-- GIVEN EXERCISE --
From the line containing "For the benchmark, point to the rocky" to the very last line, repeat everything exactly and add nothing else. Skip the pictures.

— Begin —

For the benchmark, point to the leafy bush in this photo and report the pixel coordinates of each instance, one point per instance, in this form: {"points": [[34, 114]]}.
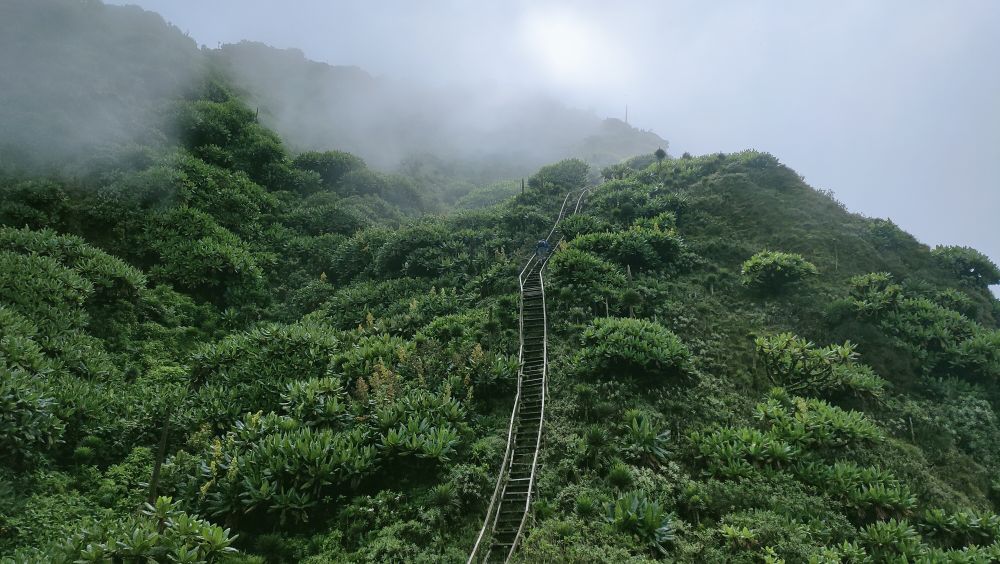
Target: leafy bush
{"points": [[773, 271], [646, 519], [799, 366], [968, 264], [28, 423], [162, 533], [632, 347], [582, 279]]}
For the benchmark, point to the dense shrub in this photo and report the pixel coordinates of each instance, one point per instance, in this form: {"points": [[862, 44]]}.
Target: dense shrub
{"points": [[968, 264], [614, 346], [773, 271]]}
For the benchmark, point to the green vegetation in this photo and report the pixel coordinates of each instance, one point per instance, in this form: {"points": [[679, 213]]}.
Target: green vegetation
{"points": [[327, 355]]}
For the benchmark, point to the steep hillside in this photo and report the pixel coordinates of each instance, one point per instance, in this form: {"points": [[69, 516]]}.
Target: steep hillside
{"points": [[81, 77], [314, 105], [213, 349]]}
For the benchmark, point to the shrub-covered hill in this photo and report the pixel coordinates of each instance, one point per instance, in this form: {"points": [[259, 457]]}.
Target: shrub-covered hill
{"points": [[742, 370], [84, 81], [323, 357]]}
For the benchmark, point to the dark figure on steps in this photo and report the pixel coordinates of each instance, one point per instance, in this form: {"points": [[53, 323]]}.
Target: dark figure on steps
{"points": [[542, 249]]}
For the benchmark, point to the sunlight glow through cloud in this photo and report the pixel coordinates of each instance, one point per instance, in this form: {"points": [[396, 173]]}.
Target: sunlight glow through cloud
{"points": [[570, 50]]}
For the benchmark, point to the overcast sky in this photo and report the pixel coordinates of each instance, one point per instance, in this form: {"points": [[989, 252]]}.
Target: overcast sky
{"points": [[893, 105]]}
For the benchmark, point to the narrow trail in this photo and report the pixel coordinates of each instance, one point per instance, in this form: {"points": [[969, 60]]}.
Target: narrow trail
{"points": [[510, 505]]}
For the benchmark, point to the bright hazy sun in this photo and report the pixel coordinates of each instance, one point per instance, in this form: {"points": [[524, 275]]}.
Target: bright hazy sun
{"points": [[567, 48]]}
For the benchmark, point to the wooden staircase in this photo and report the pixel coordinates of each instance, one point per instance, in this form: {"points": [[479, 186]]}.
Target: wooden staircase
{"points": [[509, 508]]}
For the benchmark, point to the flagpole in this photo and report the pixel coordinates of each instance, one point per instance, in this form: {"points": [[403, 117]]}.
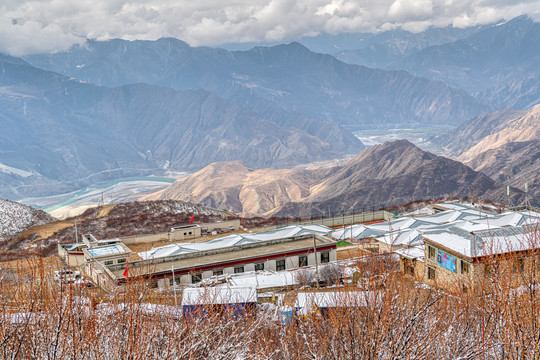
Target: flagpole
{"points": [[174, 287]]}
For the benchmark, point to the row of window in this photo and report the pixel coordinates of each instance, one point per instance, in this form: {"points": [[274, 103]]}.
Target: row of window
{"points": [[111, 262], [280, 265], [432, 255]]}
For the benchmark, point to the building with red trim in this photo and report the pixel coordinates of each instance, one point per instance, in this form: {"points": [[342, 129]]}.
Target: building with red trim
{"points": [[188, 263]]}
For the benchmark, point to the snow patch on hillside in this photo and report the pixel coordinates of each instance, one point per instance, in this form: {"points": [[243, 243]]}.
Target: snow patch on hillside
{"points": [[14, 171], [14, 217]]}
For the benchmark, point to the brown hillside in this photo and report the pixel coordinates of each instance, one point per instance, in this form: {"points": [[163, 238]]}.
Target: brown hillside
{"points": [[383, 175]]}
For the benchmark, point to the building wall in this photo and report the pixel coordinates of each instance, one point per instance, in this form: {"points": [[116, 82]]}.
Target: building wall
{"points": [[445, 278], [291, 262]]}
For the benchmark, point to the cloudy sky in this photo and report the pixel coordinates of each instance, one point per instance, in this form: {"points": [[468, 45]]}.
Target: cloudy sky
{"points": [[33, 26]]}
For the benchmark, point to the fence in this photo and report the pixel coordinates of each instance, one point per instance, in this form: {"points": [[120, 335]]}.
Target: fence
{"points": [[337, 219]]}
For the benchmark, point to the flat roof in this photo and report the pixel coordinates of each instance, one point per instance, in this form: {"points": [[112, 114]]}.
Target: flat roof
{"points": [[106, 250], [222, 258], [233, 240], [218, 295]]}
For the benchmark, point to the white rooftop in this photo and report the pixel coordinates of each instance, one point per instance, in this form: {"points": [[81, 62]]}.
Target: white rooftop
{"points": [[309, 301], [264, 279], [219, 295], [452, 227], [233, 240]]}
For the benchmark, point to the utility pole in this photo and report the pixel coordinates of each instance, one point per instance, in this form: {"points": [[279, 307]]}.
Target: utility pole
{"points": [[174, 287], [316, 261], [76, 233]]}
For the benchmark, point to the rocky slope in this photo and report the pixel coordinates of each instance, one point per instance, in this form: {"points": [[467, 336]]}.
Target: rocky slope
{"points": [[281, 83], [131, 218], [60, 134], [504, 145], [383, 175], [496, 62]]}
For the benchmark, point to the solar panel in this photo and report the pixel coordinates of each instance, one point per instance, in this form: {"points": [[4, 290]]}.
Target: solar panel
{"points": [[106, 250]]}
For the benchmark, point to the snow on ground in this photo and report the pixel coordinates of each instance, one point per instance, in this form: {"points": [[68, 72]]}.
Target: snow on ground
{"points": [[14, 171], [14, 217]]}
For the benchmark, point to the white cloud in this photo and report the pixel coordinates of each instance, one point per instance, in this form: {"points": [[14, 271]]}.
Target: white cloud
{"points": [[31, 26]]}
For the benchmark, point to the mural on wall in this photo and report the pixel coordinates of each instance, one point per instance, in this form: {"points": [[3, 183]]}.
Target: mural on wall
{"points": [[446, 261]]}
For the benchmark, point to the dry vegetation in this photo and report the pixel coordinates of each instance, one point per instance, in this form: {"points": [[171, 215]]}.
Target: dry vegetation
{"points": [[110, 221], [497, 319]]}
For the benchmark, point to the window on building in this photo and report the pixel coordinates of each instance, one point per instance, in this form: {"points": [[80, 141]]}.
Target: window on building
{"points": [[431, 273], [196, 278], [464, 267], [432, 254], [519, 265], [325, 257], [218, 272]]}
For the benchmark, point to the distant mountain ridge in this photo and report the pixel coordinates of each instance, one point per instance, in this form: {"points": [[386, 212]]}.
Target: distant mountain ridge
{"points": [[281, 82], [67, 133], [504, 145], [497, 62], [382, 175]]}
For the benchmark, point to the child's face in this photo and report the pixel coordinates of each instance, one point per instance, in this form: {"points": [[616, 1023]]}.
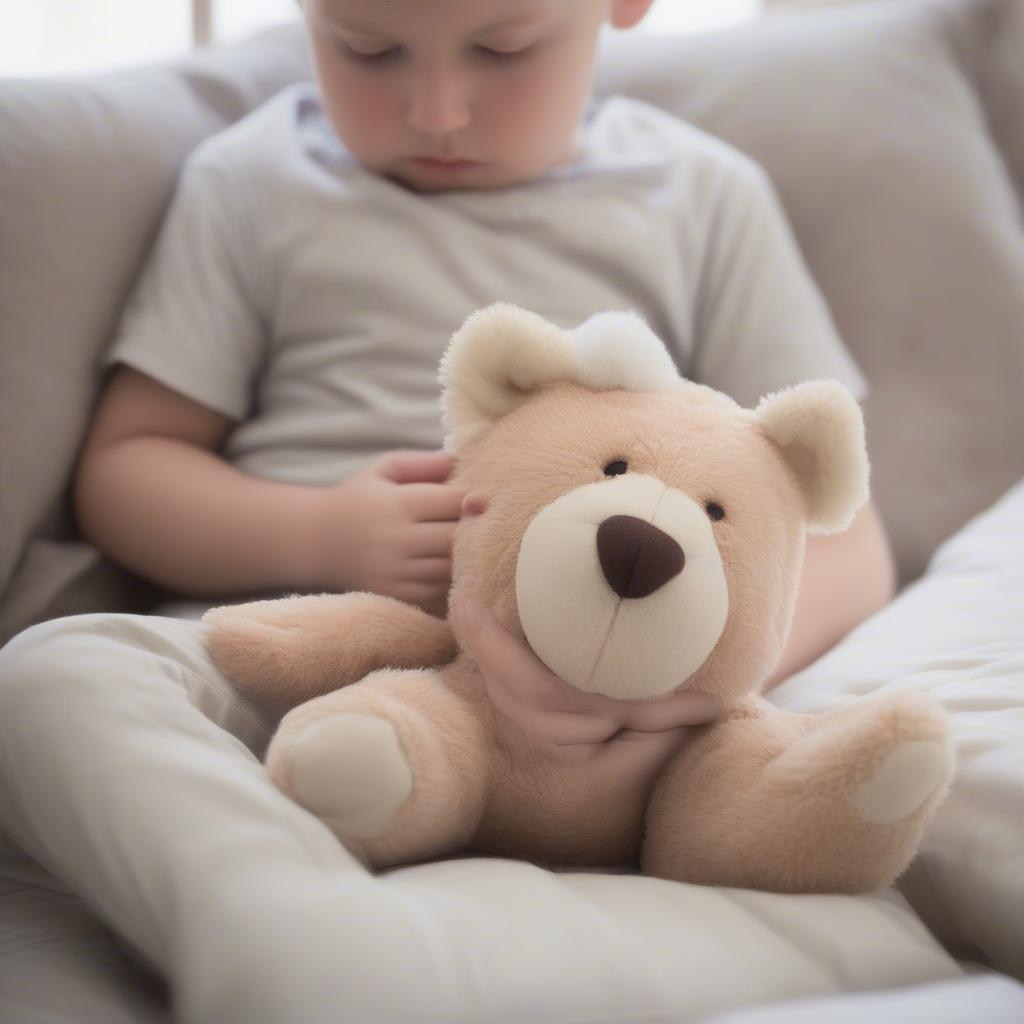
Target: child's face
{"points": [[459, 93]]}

— End —

-- WRITTEN SOLUTION --
For the benchmark, point to the rocky slope in this photo and report the pixel coordinates of each instance, one point per instance, in this form: {"points": [[467, 336]]}.
Target: rocky slope
{"points": [[281, 83], [131, 218], [60, 134], [504, 145], [383, 175], [496, 62]]}
For the benchmark, point to the solar panel in this photo and report the pixel coordinates of each instance, one point per instance, in this form: {"points": [[4, 290]]}.
Target: solar panel
{"points": [[106, 250]]}
For the benchmark, point to the snow on ground in this photo and report the pixel coordinates of each instance, one point per instance, in this form: {"points": [[68, 72]]}.
Target: snow on ground
{"points": [[14, 171], [14, 217]]}
For the benchmark, point to the white cloud in this photo and report the pixel coordinates of each instance, one point per instance, in this form: {"points": [[14, 271]]}.
Target: white cloud
{"points": [[31, 26]]}
For the benchmark, point to the mural on wall in this photo and report the pixel coordinates of each instance, one point per instance, in this form: {"points": [[3, 183]]}.
Target: mural on wall
{"points": [[446, 261]]}
For the benchmark, point to the dry vegetation in this photo and report the pixel coordinates of each instance, one point per instance, in this form: {"points": [[171, 215]]}.
Target: dry vegetation
{"points": [[110, 221], [497, 319]]}
For the benchmark, point to the window on building in this photo and report the pixel coordinates of each instance, one point per instance, in this form: {"points": [[80, 141]]}.
Target: window on building
{"points": [[431, 273], [196, 278], [464, 267], [432, 254], [519, 265], [325, 257], [218, 272]]}
For the benchmark, point to the distant mountain ridge in this photo and report the pixel coordinates of each instance, one point per instance, in this form: {"points": [[386, 212]]}.
Target: distant mountain ridge
{"points": [[281, 82], [67, 133], [504, 145], [497, 62], [382, 175]]}
For the benchmark, point to the child's face in this photo and report the pixel coordinates of each instance, one point per instance, in this form: {"points": [[616, 1023]]}.
Target: child's face
{"points": [[459, 93]]}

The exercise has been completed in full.